:: GIVEN TEXT
Many couples today are taking a less traditional route when it comes to weddings and decide to plan it all themselves. But is it worth it? How much time does it take to plan a wedding?
After all, weddings are only a one-day event, the planning shouldn’t take THAT long, right?
Unfortunately, that’s not the case. Even when both partners are working hard to get the wedding planning process out of the way, it can still end up in missed deadlines and pre-wedding stress if you don’t start early enough. How long does it take to plan a wedding, then?
In this article, the team at Anticipation Events will help settle the matter once and for all.
on average, how long does it take to plan a wedding?
It is difficult to pin an exact time on wedding planning because every couple’s timeline, circumstances, and comfortability range so much. No two couples are the same, so a plan that worked for your recently married friends might not be what works for you and your partner.
Likewise, it’s important to also take a look at each element in a wedding and decide what parts of the event are must-haves, and what the two of you could do without. Trimming down the wedding planning process to the bare essentials leaves you plenty of room to dream and embark on DIY crafting nights once the venue is booked and vendors are confirmed.
Are you wonder how long it takes to plan a wedding? According to the latest research, it takes an average of 6 to 12 months to plan weddings. Some busy couples prefer to extend the wedding planning timeline to 18 months to give themselves some extra wiggle room, as well. The sooner you can knock out wedding planning, the better.
Wedding planning will always go smoother if both partners sit down with a wedding planning checklist and take on different tasks, rather than one person tackling the whole list. This will help reduce the stress of planning overall and prevent any unnecessary strain.
when to start wedding planning
You should start planning as soon as you can, but if you’ve just been proposed to, don’t rush off and start making phone calls right away.
It’s important not to sacrifice quality time immediately after the engagement. Enjoy the rest of the day with your new spouse-to-be and enjoy all the feelings that come with it.
You can focus on calling vendors and looking for venues the day after. This will also give you time to sit down with your significant other and talk about the wedding plans. What do they want out of the day, and what are some must-haves that they are looking forward to? This can help you in deciding which vendors and venues are right for the two of you.
what to do first
The first thing you should do when beginning wedding planning is take in the moment. You and your partner are about to embark on a lifelong journey sharing each other’s ups and downs, victories and failures alike.
When you first start on that path, it can feel like there are a million obstacles in your way – and it’s true, wedding planning isn’t easy – but knowing what the reward is will help keep you motivated and in good spirits.
Keep this elated, newly engaged feeling in your back pocket for when you need a pick-me-up. You might be surprised just how good it feels, looking back on today.
the bare minimum time it takes to plan weddings
At the very least, if you plan on having a minimalistic wedding with a small guest list, you should still allow yourself two to three months to plan the wedding. Your dress might need to go in for alterations, or the caterer might be booked for several months.
::::
:: DATA EXCERPTS
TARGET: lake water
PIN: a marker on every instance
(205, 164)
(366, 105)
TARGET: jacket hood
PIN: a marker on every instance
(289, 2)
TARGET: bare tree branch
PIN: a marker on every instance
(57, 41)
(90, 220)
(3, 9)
::::
:: DATA EXCERPTS
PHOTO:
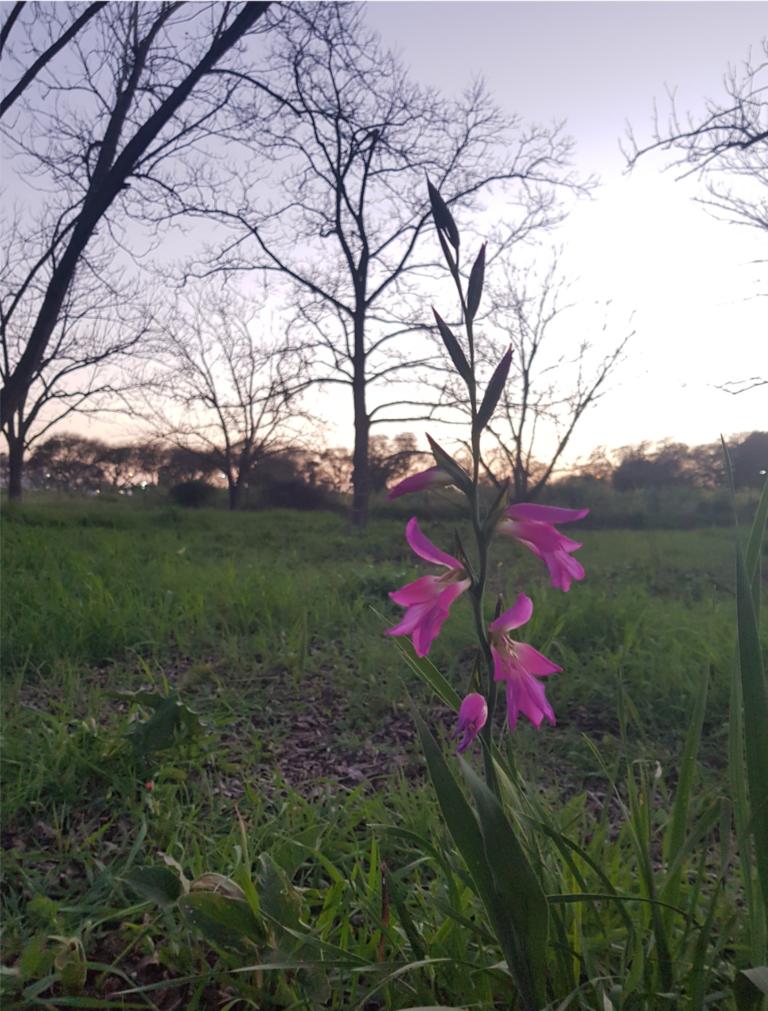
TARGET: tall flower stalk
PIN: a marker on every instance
::::
GIVEN EXERCISE A:
In the wedding planning text, swap "obstacles" for "hurdles" and write out everything from "When you first" down to "in good spirits.".
GIVEN EXERCISE B:
Answer these questions from the wedding planning text:
(i) According to the latest research, what is the average time it takes to plan a wedding?
(ii) How long do some busy couples extend the planning timeline to?
(iii) How much time should a couple still allow for a minimalistic wedding with a small guest list?
The records have no connection to the text.

EXERCISE SOLUTION A:
When you first start on that path, it can feel like there are a million hurdles in your way – and it’s true, wedding planning isn’t easy – but knowing what the reward is will help keep you motivated and in good spirits.

EXERCISE SOLUTION B:
(i) 6 to 12 months
(ii) 18 months
(iii) Two to three months